> Problem requirements:
Everything in the entries except the pictures must be duplicated exactly.
─── Data for this task
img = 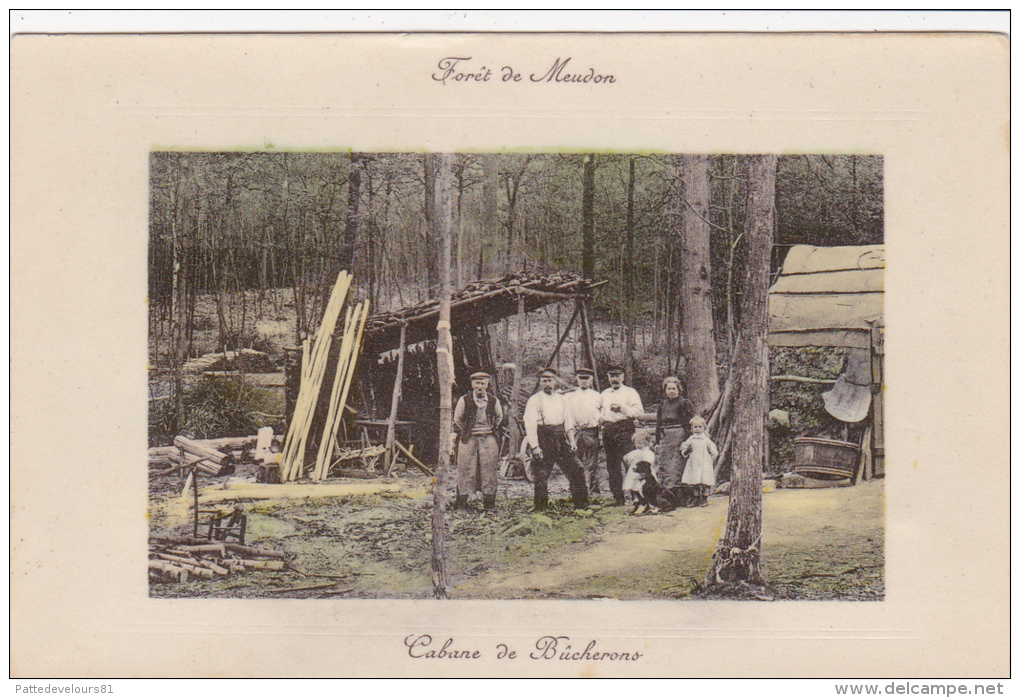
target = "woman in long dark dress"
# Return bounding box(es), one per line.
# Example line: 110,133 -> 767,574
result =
655,376 -> 696,502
──────
> Answer to this task:
img = 
target = "woman in long dark dress"
# Return bounding box(es), one per line.
# Example line: 110,133 -> 767,574
result =
655,376 -> 696,502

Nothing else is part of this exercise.